* [Task details]:
Copy from the terminal tutorial text, starting at "Take care, however, because" and ending at "need to redirect the input.".

* [Source passage]:
((

12. Advanced terminal use

You asked for it.

12.1. Review

You know all about commands, arguments and programs. You’re aware of how the terminal works and know how it interacts with programs. You’re an expert on the file tree. You can already do most tasks in the terminal, more efficient than ever.

12.1.1. Test questions

  1. Explain the input/output model to a fellow student or a teacher.
  2. What’s a background process? How do you create one?
  3. What happens if you list an inexistent directory?
  4. How do you bring back previous commands to the command line?
  5. How do you set the mode of a file? What does mode x stand for?
  6. How is a command related to a program?
  7. What’s /dev/null?

12.2. Stdio.h

Many, actually most, of the programs you’ve used produce output. Some of them create their own view (nano, less, top, ...) but many just print it to the console (ls, ps, cat, ...). We’re now focusing on the latter ones. The nice property about those is that they produce some output once, then print it to the console and terminate right after. It’s nice because we can redirect this output into a file. It goes like so:

ls -C / > /tmp/listing.t
cat /tmp/listing.t

The ls -C / runs as normal but instead of printing to the console it writes the same thing into /tmp/listing.t. From a programmer perspective, this is practically the same thing. Producing console output is no different from writing a file.

_images/stdout_ls.png

Do you remember the input-output model that was introduced early in this tutorial? In the case of terminal programs, you told it what the input is with the arguments. For example the file you put after cat. The output is what’s printed to the terminal. But the program doesn’t really care from where it gets its input and what happens with the output. That’s the nice thing about this view, given the machine receives the input, it produces its output, no questions asked. The input can be taken from a file (cat) or you enter it youself (passwd) in the terminal. Similarly, you can write output into a file (nano) or to the terminal (cat). From the program’s perspective, the two methods are absolutely identical.

When the program starts, you have to specify from where it should take its input and where its output is written. From the program’s perspective, that’s the standard input and standard output. Normally, both are bound to the terminal instead of a file [1]. But you can redirect it, as you’ve just seen.

Take care, however, because if the file listing.t already exists it will be overwritten without warning. You can use the following alternative if you want to add the command’s output to the end of the file instead of overwriting what’s there.

ls -C /tmp/*.t >> /tmp/listing.t
cat /tmp/listing.t

The output redirection is very useful if you need the output, let’s say because you want to edit it or send it to someone else. The adding variant is handy if you want the output of several commands.

_images/stdout_ls_append.png

You can do the same thing on the standard input, although it’s used less often. Did you notice how cleverly the greater-than symbol was used so that it looks like an arrow going away from the command? You can guess which symbol you need to redirect the input.

cat < /tmp/listig.t

The example is a bit silly, given that, but it demonstrates how to redirect the input.

_images/stdin_cat.png

Every program can decide on its own how it uses the standard input and output. Remember, it’s just like a file that is always present. So you cannot just use the input redirection on the first file argument (e.g. cp /tmp/target.t < /tmp/source.t wouldn’t work). The behaviour is usually described in the man page of a command.

))

* [Listed records]:
((

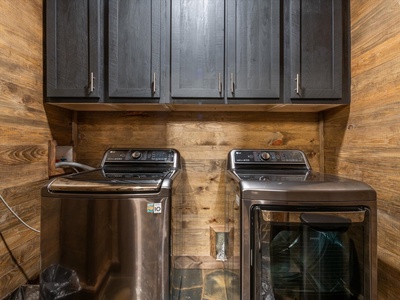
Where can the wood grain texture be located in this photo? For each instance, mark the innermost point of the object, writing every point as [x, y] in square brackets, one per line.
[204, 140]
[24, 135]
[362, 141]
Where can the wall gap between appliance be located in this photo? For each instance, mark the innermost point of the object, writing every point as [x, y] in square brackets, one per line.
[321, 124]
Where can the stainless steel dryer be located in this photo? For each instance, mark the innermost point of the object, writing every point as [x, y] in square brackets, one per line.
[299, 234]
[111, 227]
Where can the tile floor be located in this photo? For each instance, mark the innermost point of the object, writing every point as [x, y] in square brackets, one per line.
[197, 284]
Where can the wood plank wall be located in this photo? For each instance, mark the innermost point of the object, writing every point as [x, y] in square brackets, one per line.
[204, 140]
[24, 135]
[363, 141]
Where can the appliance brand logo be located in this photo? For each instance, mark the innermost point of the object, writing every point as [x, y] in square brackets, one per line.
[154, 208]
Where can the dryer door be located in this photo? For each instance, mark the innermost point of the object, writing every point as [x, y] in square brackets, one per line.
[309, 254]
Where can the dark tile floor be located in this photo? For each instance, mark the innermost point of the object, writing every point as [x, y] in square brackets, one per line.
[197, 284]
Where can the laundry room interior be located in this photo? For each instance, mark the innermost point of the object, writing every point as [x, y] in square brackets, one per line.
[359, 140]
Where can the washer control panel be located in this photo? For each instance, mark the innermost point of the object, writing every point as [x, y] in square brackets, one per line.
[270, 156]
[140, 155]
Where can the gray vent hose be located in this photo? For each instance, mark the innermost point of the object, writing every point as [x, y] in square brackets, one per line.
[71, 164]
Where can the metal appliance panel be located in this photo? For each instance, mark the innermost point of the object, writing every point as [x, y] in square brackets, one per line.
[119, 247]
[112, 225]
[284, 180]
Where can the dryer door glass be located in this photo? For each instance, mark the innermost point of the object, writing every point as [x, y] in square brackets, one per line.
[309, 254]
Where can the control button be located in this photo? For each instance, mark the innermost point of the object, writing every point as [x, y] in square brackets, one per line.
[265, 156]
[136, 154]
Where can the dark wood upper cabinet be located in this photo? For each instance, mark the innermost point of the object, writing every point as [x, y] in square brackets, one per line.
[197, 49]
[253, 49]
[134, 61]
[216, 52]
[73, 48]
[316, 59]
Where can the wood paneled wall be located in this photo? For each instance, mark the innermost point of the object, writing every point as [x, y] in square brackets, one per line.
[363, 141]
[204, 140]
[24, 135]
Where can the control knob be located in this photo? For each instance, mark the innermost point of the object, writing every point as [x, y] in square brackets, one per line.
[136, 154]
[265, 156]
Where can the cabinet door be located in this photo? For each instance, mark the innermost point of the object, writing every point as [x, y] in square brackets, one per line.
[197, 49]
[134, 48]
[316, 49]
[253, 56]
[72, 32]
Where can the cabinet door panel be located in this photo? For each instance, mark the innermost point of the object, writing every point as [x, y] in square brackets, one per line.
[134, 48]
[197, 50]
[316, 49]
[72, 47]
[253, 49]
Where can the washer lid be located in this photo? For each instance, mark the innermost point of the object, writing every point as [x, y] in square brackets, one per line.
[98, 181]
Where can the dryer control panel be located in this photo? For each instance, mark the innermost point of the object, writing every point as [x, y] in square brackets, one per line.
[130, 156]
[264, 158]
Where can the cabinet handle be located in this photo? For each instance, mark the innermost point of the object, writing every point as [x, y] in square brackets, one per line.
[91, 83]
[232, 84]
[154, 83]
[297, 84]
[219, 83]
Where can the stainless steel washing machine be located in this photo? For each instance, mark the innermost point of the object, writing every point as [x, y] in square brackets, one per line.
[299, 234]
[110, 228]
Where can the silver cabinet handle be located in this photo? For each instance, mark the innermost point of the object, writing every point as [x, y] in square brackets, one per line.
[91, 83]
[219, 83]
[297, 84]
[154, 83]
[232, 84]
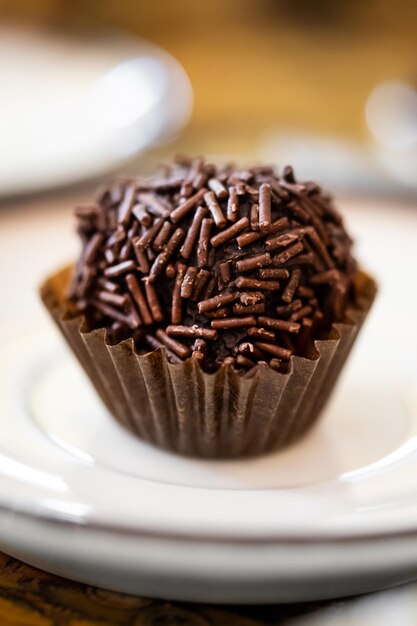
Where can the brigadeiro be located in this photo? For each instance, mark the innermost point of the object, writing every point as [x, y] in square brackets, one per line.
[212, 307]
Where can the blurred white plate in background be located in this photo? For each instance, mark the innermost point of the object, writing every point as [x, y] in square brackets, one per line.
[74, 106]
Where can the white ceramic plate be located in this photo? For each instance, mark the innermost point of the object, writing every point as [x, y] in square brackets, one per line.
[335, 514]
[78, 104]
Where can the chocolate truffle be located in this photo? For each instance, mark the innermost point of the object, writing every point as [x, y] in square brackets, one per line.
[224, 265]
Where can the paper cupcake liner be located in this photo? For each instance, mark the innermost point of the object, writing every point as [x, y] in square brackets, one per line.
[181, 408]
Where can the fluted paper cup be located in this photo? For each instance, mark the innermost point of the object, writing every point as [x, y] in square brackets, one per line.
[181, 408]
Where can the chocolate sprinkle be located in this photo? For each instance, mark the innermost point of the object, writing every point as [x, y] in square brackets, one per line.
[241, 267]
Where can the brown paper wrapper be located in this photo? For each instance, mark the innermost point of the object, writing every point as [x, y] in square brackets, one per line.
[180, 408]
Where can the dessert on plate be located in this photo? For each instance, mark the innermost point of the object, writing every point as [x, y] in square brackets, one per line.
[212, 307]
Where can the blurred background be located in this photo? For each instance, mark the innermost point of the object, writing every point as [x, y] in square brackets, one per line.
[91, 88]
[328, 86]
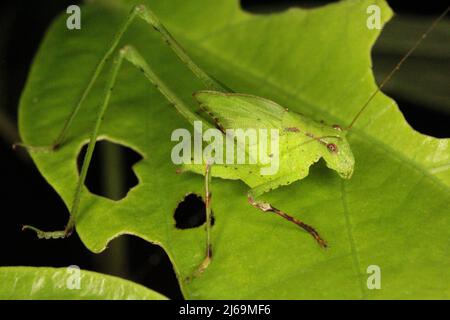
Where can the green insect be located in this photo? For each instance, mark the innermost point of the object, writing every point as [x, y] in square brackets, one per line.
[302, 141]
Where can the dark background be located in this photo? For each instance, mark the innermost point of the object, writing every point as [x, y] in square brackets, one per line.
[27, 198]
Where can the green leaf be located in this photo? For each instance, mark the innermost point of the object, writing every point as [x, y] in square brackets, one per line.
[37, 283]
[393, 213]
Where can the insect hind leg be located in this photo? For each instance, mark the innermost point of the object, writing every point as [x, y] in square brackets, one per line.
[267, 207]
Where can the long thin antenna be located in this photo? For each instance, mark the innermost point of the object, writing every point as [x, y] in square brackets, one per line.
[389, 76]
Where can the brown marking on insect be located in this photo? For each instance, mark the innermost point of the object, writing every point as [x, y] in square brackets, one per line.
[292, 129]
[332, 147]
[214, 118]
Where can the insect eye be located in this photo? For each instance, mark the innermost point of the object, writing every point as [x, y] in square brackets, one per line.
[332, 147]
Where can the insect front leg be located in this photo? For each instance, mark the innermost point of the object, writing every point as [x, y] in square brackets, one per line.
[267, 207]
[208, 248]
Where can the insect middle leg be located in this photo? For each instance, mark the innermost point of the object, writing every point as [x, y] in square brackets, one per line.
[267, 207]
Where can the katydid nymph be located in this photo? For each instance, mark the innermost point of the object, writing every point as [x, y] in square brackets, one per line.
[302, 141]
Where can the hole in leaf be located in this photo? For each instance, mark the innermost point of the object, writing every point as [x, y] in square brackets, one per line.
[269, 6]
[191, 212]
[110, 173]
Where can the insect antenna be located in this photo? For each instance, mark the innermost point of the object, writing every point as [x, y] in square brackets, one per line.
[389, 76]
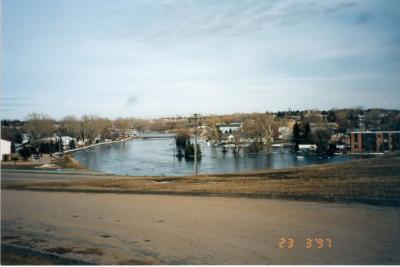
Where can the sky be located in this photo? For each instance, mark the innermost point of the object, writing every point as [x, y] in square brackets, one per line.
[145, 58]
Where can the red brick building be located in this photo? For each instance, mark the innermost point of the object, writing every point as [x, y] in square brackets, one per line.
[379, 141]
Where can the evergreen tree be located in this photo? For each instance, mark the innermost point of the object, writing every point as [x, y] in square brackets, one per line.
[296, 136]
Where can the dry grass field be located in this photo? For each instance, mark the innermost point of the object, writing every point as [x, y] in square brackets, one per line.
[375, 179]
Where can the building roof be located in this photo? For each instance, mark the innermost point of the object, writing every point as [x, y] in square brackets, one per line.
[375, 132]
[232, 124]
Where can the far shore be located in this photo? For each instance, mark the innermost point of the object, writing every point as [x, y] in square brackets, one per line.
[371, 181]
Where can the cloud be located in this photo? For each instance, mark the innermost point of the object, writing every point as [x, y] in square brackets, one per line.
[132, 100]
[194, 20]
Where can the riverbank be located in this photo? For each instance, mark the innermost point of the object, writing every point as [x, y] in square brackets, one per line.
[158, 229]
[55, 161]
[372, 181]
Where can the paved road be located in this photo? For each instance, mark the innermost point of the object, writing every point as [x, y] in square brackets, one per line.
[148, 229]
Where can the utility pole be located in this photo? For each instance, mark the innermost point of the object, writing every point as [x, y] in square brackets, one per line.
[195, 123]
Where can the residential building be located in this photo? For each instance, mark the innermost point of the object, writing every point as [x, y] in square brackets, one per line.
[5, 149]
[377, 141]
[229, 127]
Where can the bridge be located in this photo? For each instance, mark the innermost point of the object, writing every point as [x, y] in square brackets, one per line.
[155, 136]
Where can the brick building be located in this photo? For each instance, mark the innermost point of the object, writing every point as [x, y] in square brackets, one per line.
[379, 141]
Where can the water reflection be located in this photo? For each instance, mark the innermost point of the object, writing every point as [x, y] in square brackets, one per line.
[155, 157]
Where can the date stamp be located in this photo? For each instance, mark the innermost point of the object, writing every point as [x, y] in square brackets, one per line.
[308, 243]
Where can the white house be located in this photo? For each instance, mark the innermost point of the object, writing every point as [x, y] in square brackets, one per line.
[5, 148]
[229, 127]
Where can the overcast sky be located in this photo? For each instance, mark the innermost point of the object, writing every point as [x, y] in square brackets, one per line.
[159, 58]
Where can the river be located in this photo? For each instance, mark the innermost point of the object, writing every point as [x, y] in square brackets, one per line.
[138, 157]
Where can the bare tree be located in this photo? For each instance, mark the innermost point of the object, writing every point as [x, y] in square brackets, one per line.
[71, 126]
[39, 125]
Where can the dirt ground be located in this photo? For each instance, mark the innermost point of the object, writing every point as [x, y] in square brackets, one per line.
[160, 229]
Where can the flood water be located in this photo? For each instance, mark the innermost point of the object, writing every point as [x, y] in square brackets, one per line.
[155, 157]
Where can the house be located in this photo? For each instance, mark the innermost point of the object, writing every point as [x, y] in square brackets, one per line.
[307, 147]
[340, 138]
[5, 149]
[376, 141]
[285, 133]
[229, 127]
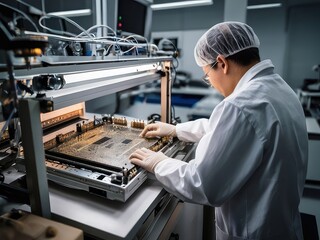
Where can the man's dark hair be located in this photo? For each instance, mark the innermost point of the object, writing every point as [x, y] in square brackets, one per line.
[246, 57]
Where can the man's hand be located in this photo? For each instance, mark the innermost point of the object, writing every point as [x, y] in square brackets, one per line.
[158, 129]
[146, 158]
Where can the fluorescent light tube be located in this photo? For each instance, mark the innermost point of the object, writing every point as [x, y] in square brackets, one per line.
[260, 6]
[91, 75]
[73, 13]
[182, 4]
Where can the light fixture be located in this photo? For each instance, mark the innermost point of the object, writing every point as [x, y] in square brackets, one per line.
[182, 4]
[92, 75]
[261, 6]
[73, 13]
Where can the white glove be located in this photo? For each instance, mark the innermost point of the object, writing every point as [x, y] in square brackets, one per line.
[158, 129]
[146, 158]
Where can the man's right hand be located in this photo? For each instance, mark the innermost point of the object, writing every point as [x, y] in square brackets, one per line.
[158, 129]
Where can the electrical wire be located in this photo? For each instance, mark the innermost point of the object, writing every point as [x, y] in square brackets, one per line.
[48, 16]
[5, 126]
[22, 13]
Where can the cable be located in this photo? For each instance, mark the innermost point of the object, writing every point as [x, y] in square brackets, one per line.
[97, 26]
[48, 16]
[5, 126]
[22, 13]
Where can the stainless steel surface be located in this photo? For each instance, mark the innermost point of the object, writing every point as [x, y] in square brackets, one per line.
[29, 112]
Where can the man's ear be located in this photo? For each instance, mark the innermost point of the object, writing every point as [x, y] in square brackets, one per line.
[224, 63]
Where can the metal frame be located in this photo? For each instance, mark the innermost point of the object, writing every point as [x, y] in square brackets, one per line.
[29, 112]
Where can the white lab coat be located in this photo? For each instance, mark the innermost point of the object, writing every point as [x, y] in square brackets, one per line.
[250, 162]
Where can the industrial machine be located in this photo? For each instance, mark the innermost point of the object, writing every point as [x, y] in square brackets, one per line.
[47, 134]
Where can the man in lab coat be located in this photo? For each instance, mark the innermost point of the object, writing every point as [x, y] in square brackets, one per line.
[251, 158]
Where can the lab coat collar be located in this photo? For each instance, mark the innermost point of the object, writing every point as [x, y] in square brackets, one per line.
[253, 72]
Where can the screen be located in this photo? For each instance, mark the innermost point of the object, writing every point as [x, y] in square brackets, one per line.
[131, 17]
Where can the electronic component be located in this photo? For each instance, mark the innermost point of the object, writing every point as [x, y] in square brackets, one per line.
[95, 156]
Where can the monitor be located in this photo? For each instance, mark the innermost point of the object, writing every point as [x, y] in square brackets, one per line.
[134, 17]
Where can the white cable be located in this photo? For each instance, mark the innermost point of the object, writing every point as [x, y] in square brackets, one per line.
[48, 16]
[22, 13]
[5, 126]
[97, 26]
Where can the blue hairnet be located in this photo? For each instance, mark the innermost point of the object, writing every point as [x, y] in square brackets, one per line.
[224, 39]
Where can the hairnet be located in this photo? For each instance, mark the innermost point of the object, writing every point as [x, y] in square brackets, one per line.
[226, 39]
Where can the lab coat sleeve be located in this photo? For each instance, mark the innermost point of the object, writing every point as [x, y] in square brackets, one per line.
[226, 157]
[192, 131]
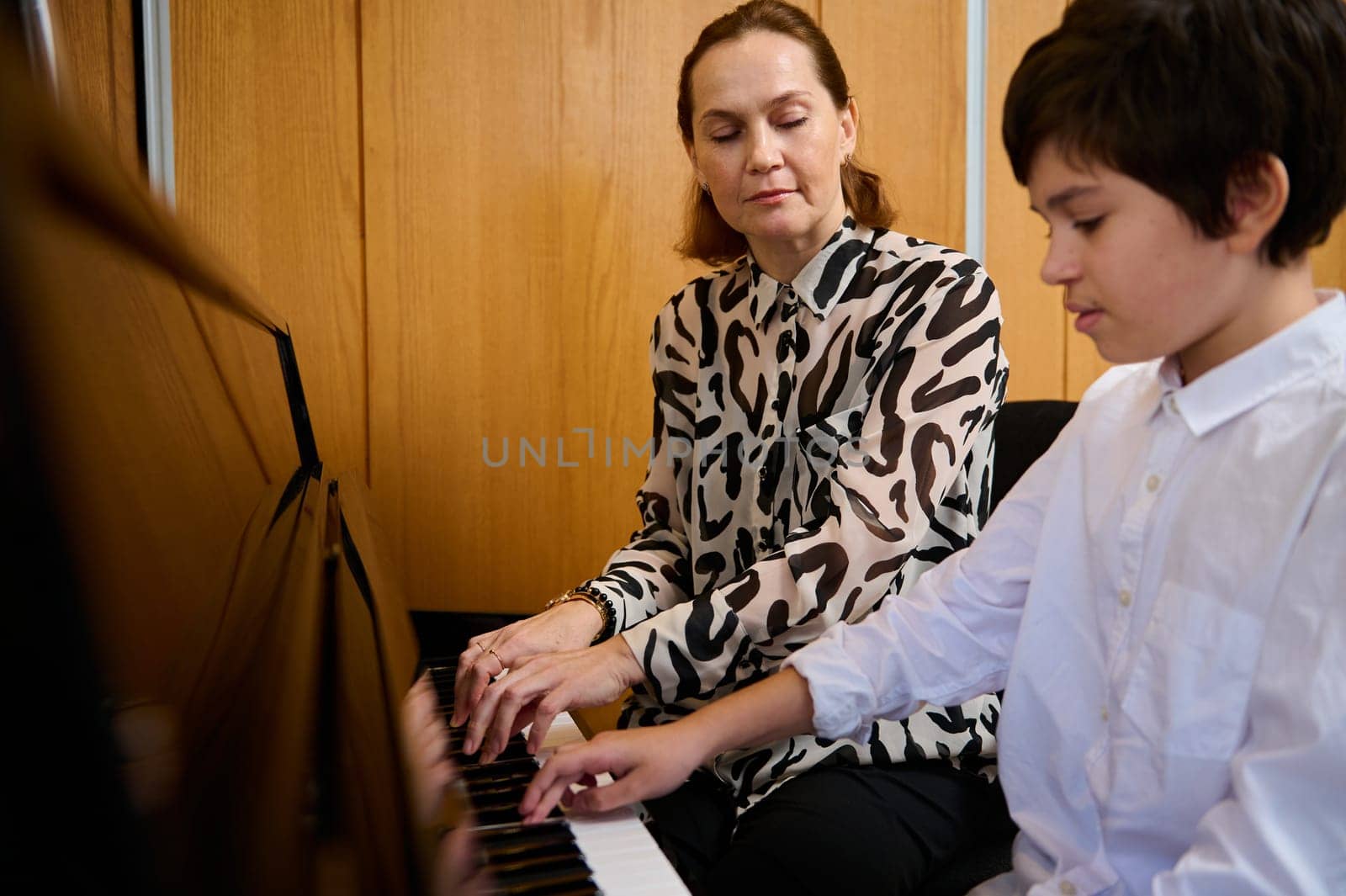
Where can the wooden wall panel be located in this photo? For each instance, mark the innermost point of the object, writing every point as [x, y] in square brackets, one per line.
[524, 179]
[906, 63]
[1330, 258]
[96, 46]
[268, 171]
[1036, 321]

))

* [Output of the task]:
Take care, however, because if the file listing.t already exists it will be overwritten without warning. You can use the following alternative if you want to add the command’s output to the end of the file instead of overwriting what’s there.

ls -C /tmp/*.t >> /tmp/listing.t
cat /tmp/listing.t

The output redirection is very useful if you need the output, let’s say because you want to edit it or send it to someone else. The adding variant is handy if you want the output of several commands.

_images/stdout_ls_append.png

You can do the same thing on the standard input, although it’s used less often. Did you notice how cleverly the greater-than symbol was used so that it looks like an arrow going away from the command? You can guess which symbol you need to redirect the input.